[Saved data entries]
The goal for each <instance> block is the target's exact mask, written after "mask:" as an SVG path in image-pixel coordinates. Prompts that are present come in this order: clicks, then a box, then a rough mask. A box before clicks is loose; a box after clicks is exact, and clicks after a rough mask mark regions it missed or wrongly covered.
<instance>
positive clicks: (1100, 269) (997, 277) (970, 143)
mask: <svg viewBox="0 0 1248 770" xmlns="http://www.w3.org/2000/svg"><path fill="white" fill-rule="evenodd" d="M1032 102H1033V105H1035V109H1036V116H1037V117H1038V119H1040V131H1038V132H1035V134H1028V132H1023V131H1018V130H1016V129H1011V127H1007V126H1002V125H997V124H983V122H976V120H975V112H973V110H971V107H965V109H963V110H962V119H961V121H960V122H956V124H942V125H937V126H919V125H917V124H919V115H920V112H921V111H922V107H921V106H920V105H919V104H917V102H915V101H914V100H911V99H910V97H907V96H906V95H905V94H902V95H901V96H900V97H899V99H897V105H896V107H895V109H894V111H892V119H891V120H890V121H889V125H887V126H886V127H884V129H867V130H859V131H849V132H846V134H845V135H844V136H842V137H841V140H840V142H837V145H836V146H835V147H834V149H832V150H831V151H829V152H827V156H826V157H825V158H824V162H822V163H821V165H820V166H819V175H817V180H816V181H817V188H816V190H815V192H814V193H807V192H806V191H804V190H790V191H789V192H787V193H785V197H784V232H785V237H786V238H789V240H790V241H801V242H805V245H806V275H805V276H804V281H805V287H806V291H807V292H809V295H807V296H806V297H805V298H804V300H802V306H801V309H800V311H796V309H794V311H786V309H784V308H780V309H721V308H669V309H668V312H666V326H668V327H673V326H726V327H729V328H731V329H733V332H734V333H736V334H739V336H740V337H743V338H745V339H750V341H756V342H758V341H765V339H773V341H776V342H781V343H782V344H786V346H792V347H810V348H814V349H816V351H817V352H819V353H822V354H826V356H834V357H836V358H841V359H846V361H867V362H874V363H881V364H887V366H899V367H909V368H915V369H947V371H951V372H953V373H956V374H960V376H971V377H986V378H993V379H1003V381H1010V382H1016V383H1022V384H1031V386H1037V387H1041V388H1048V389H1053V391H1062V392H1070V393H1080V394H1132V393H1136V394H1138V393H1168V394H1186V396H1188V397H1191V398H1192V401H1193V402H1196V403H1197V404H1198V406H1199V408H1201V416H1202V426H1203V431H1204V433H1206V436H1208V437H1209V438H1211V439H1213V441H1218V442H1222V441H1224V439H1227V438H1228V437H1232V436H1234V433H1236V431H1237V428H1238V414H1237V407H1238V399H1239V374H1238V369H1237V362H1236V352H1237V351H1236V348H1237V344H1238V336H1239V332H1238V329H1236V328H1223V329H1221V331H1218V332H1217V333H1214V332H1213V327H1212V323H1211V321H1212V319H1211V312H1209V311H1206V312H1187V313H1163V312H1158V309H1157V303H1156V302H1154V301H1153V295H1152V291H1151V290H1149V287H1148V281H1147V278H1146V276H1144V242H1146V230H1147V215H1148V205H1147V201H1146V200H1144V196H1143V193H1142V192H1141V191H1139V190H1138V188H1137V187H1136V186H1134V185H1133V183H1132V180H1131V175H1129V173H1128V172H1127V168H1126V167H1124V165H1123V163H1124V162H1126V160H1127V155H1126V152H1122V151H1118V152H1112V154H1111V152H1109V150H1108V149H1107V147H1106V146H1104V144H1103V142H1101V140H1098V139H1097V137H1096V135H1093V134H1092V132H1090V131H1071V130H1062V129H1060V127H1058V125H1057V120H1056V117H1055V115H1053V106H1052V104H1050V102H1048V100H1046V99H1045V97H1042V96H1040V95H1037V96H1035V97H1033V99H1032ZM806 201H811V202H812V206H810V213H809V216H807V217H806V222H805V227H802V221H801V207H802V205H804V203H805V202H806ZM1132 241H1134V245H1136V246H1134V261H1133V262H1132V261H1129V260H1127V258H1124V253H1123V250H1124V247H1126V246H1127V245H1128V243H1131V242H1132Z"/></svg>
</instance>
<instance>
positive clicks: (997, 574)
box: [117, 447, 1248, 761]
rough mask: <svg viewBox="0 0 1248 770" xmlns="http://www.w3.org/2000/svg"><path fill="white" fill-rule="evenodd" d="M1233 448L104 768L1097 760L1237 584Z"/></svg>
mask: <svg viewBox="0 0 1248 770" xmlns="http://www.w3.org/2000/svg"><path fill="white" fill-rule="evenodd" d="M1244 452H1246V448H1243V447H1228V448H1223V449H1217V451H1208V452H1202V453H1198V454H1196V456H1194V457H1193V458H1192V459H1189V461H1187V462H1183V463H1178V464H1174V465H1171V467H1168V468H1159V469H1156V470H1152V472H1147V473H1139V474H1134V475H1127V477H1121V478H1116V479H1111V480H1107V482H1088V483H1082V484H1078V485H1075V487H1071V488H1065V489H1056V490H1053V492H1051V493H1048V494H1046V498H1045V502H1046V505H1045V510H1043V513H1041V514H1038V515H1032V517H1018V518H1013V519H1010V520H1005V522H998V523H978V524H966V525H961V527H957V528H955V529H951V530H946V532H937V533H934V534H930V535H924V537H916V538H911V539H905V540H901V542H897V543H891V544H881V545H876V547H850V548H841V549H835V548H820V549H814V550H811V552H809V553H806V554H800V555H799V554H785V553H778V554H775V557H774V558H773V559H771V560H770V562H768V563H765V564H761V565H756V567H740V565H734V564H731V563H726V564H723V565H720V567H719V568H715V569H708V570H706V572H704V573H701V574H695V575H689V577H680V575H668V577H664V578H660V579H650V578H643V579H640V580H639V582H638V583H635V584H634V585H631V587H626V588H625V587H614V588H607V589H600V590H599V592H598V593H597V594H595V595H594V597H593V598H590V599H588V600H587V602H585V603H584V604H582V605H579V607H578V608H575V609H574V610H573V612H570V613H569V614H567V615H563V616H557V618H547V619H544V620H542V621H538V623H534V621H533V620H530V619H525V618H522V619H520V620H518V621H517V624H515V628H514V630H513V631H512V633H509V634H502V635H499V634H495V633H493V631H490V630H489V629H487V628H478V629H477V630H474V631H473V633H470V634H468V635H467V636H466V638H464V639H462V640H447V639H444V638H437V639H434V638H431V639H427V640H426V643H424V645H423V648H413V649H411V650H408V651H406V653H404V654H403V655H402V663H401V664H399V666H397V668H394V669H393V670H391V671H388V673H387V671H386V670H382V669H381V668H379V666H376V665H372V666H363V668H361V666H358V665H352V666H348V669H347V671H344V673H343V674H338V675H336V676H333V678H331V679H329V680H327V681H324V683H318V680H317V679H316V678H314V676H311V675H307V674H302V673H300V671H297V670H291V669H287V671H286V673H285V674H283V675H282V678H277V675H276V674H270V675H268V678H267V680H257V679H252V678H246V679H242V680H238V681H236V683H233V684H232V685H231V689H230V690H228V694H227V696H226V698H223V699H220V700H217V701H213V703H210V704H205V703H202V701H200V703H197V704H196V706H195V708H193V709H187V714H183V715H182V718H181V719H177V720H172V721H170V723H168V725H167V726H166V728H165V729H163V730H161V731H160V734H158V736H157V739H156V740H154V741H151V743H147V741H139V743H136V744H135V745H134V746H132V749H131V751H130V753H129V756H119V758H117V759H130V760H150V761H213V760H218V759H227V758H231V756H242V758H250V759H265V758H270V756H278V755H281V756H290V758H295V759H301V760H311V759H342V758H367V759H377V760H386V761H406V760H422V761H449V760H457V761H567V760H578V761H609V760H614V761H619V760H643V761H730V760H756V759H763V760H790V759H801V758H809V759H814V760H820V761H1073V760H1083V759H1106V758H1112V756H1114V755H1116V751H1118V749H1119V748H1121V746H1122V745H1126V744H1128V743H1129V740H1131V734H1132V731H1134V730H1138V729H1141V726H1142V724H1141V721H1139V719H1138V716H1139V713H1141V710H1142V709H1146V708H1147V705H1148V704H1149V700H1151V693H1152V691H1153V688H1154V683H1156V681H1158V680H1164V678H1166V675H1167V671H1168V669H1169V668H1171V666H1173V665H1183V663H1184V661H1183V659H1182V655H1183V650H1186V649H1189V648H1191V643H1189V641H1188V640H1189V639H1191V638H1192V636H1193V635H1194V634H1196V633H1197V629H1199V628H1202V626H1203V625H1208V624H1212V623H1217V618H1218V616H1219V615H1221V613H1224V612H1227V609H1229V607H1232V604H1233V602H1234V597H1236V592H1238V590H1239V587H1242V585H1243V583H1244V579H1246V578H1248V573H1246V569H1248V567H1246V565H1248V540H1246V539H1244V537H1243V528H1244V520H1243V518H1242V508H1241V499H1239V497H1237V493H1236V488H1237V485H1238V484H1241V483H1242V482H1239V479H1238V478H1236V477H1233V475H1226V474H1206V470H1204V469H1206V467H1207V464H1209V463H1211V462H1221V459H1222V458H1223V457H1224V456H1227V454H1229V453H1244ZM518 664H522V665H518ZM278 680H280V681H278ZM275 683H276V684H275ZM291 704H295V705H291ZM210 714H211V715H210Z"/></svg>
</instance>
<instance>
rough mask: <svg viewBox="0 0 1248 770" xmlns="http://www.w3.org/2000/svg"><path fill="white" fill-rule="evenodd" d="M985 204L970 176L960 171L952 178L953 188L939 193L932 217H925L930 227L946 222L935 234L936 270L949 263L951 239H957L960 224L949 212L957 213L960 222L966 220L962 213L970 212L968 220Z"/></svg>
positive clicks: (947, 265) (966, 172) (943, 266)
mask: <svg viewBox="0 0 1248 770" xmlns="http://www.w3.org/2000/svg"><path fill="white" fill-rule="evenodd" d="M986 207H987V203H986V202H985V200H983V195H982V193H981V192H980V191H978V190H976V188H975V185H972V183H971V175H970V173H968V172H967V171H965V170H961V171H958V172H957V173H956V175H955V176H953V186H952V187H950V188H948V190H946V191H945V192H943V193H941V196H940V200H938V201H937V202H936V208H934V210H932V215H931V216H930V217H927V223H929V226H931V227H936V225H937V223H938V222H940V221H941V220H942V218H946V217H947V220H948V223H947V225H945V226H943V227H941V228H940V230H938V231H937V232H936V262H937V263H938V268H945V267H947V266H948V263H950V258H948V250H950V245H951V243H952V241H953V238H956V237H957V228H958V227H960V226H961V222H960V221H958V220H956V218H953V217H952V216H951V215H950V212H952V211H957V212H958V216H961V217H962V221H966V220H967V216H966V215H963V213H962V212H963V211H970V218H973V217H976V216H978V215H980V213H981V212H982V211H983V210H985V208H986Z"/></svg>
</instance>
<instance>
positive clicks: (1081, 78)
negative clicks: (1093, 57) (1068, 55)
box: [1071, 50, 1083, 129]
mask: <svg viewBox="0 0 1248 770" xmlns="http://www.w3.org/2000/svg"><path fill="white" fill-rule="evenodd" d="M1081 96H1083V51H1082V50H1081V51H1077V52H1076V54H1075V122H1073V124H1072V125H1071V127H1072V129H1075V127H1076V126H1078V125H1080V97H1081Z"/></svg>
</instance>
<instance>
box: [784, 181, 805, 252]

ASSIGNMENT:
Reproduce the rows from the very first line through the line containing "positive clicks: (1100, 269)", renaming "clicks" to "taps" throughout and leaving everything else unchanged.

OUTPUT:
The goal for each <instance> block is the target's exact mask, written after "mask:" as an SVG path in image-pixel coordinates. Prompts that are present come in this order: taps, then a box, then a rough mask. A box before taps is loose; a box after taps is exact, and taps after a rough mask mark regions it missed or wrongly covered.
<instance>
positive taps: (1100, 269) (997, 277) (970, 143)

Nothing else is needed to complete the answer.